• [Vorgegebener Text]:
Nürtingen. In Zeiten horrender Immobilienpreise wächst das Interesse an Mini-Häusern, die ein Leben auf kleinstem Raum ermöglichen. Auch Nürtingen hat die Tiny-House-Welle inzwischen erreicht. Aufgrund vieler Anfragen machte der Gemeinderat im vergangenen Jahr den Weg frei für ein „Wohnexperiment“ in der Braike. Doch bis heute steht noch kein einziges der kleinen Häuschen auf der städtischen Grünfläche im Breiten Weg.
Die vier zwischen 85 und 125 Quadratmeter großen Parzellen wurden im vergangenen Herbst öffentlich ausgeschrieben – es handelt sich um Grundstücke, die aufgrund ihrer Beschaffenheit für eine übliche Bebauung mit Ein- und Mehrfamilienhäusern nicht geeignet sind, aber Potenzial für eine temporäre Nutzung bieten. Bewerben konnte sich jeder, der vorhat, das Tiny House selbst als Hauptwohnsitz zu nutzen. Anders als etwa in Schorndorf, wo Anfang vergangenen Jahres fast 40 Bewerbungen auf die fünf von der Kommune angebotenen Parzellen eingingen, wurde die Nürtinger Stadtverwaltung nicht gerade mit Unterlagen überhäuft. Die Resonanz blieb überschaubar: Laut Bernd Schwartz, Leiter des Amtes für Liegenschaften, Wirtschaftsförderung und Bürgerbeteiligung der Stadt, waren bis zum Ablauf der Frist im Dezember exakt vier Bewerbungen eingegangen – und alle Kandidaten erfüllten die Vergabekriterien.

• [Arbeitsauftrag]: Führe den Bericht über die Tiny-House-Parzellen in Nürtingen im Anschluss an seinen letzten Satz weiter.

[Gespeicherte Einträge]
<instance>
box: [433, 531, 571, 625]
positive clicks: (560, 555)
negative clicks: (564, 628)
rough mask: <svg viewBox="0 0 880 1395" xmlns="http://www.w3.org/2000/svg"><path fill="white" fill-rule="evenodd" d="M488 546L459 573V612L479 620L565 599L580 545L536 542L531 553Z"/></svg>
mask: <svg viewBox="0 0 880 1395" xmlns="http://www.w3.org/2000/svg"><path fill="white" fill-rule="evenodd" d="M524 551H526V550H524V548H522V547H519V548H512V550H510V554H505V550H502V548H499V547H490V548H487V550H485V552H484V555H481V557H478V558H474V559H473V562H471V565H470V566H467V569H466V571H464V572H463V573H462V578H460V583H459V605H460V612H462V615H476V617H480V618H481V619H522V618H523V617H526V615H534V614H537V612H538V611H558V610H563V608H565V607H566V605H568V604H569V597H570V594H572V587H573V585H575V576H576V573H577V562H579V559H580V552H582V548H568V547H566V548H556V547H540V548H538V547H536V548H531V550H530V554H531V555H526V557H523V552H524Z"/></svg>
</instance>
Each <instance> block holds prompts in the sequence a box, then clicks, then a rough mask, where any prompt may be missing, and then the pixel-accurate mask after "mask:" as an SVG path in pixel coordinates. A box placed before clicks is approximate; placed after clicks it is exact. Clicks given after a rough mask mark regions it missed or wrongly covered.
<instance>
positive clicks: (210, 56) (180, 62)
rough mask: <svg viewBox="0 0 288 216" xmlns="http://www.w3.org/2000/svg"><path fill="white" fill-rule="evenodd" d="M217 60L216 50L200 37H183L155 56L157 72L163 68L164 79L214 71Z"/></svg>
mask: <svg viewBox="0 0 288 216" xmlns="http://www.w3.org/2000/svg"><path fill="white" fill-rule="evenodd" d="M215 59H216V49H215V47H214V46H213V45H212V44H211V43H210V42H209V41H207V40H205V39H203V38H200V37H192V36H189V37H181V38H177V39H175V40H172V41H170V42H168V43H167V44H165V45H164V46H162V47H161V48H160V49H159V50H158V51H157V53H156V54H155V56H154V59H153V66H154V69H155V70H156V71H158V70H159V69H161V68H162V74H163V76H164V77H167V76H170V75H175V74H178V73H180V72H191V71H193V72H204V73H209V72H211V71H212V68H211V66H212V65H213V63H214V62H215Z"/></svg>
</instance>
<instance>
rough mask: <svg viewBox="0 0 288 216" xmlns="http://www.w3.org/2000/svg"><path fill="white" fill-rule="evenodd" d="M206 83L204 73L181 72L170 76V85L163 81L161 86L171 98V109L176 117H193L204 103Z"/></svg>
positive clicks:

• [Ergebnis der Aufgabe]:
Für das Auswahlverfahren hatte die Kommune eigens klare Rahmenbedingungen definiert. Wert gelegt wurde zum Beispiel auf die lokale Verwurzelung der Bewerber und eine ökologische Bauweise.
Die vier Bauherren können ihre Parzellen im Breiten Weg für zehn Jahre zum Preis von monatlich 200 Euro inklusive Stellplatz von der Stadt pachten. Doch eben mal schnell ein maximal 35 Quadratmeter großes Tiny House mit festem Fundament auf die grüne Wiese stellen – das geht nicht. Denn wer in Deutschland irgendwo etwas errichten und dauerhaft bewohnen möchte, der unterliegt dem Baurecht. Die Haus-Eigentümer müssen also ein Genehmigungsverfahren durchlaufen und dazu unter anderem Nachweise über Statik und einen Wärmeschutz vorlegen. Auch sonstige baurechtliche Anforderungen, wie zum Beispiel der Brandschutz, müssen beachtet werden.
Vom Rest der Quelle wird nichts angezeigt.